--- Your objective ---
Quote the records beneath, complete and exact. Leave out images.

--- Provided data ---
================================

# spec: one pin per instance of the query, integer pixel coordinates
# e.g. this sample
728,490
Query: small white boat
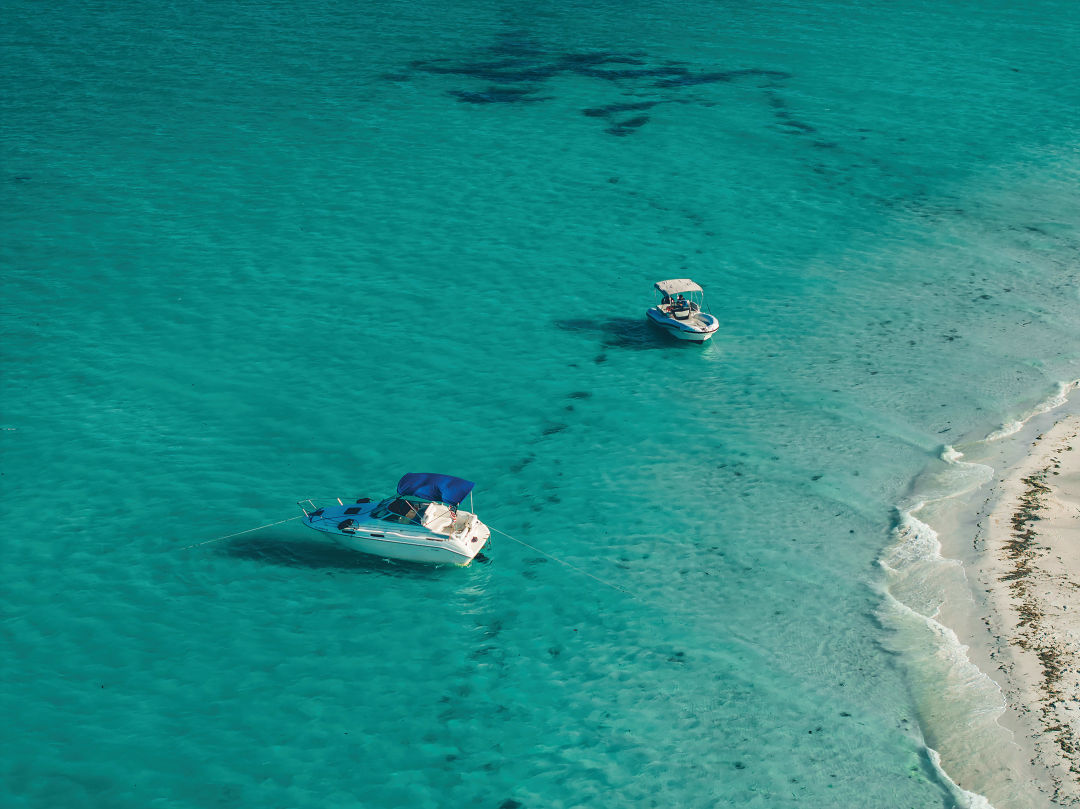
682,312
421,523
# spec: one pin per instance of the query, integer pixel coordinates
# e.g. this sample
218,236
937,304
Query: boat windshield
400,510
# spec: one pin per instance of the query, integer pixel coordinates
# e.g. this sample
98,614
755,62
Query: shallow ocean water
259,253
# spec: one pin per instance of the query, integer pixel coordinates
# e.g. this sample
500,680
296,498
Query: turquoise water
254,253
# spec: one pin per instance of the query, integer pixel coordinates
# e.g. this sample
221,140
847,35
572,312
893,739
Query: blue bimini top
429,486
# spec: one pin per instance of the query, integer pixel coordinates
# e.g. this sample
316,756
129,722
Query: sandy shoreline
1027,564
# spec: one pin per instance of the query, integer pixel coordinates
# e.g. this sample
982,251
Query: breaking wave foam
964,701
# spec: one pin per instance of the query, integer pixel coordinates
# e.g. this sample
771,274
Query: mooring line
250,530
562,562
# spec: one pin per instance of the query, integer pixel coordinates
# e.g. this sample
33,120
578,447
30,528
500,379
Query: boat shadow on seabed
636,334
327,556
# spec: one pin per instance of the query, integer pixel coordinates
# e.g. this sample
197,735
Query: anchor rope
514,539
230,536
563,562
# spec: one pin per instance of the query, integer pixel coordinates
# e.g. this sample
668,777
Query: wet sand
1027,563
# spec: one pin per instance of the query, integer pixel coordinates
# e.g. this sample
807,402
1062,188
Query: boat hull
408,551
697,328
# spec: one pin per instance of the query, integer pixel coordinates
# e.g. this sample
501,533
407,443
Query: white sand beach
1027,563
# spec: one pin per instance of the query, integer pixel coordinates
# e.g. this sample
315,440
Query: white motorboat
421,523
682,311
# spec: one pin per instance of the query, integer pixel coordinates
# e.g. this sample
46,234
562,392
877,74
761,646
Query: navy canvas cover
429,486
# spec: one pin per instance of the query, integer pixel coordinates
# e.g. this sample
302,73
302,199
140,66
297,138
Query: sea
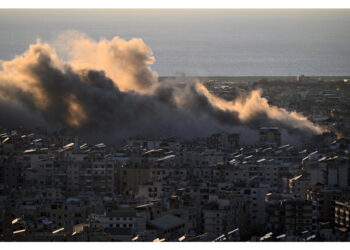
207,42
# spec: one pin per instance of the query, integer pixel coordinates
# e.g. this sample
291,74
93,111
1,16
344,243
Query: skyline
225,42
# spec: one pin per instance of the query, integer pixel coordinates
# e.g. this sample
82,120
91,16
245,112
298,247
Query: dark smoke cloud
119,96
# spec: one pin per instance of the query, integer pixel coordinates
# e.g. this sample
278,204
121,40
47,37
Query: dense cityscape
56,186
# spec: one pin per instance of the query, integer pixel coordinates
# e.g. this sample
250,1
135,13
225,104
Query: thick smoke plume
107,89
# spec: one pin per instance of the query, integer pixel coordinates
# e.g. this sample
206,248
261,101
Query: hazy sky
203,42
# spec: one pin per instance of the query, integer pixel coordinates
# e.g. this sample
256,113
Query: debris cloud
107,90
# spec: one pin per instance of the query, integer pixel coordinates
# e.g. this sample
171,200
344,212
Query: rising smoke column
107,89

================================

--- Response below ---
# spec: one pin per instance of the query, integer pixel coordinates
# e.g. this sample
728,490
Query: small white boat
682,312
421,523
# spec: one pin per instance of the query, integer pixel coordinates
# e.g. this sample
218,236
937,304
Query: boat windshield
400,510
# spec: one pin per instance of the query, integer pixel coordinates
# e.g. this sample
98,614
755,62
Query: shallow ocean water
259,253
# spec: one pin per instance of the query, integer pixel coordinates
# e.g. this sample
500,680
296,498
Query: turquoise water
254,253
# spec: one pin per instance of the query, integer pixel coordinates
# e.g. this sample
221,140
847,35
572,312
893,739
Query: blue bimini top
429,486
# spec: one pin per instance of the query, integer pixel coordinates
# e.g. this sample
316,756
129,722
Query: sandy shoreline
1027,564
# spec: one pin per instance of the query, integer pixel coordinates
# e.g. this sample
982,251
Query: breaking wave foam
964,701
# spec: one pin per instance of the query, integer pixel coordinates
# e.g. this sample
771,274
Query: mooring line
250,530
562,562
# spec: one pin per instance of the query, integer pixel coordinates
# e.g. this sample
33,120
578,447
30,528
500,379
Query: boat shadow on seabed
636,334
327,556
# spec: one pin per instance of the query, integer pixel coordinates
# e.g. this sample
197,735
Query: anchor rope
514,539
230,536
563,562
# spec: one pin per instance of the query, integer pixel coordinates
# e.g. this sample
668,777
Query: wet sand
1027,563
# spec: one pin per instance of the query, integer pixel coordinates
# e.g. this sample
807,402
1062,188
Query: boat hull
408,551
697,328
# spec: one pin per instance of the query, integer pixel coordinates
# e.g. this sample
501,533
407,443
Query: white sand beach
1027,563
# spec: one pin per instance of the query, integer pixel coordinates
# e.g. this sample
315,440
Query: white motorboat
421,523
682,311
# spec: one pin per instance of the query, integer pixel coordinates
# e.g. this sample
46,234
562,392
877,74
761,646
Query: navy canvas cover
429,486
# spec: one pin per instance of the query, integer pixel coordinates
# e.g. this sample
302,73
302,199
140,66
297,138
Query: sea
207,42
# spec: one pin per instance of the query, integer pixel coordinates
# e.g. this sample
291,74
93,111
1,16
344,243
Query: skyline
225,42
# spec: one pin per instance of the query, integer pixel coordinates
# e.g. this sample
82,120
91,16
245,112
298,247
Query: dark smoke cloud
119,96
# spec: one pin per instance of the query, integer pixel coordinates
# e.g. this sample
278,204
121,40
47,37
Query: dense cityscape
56,186
# spec: one pin per instance of the query, integer pixel coordinates
# e.g. this sample
250,1
135,13
225,104
Query: thick smoke plume
107,89
# spec: one pin per instance of the query, integer pixel coordinates
# e.g. this sample
206,248
261,101
Query: hazy sky
203,42
# spec: one pin per instance of the query, integer pixel coordinates
# e.g. this sample
256,113
Query: debris cloud
107,90
# spec: one pin per instance of the query, integer pixel coordinates
# e.g. this sample
171,200
344,212
Query: rising smoke column
107,89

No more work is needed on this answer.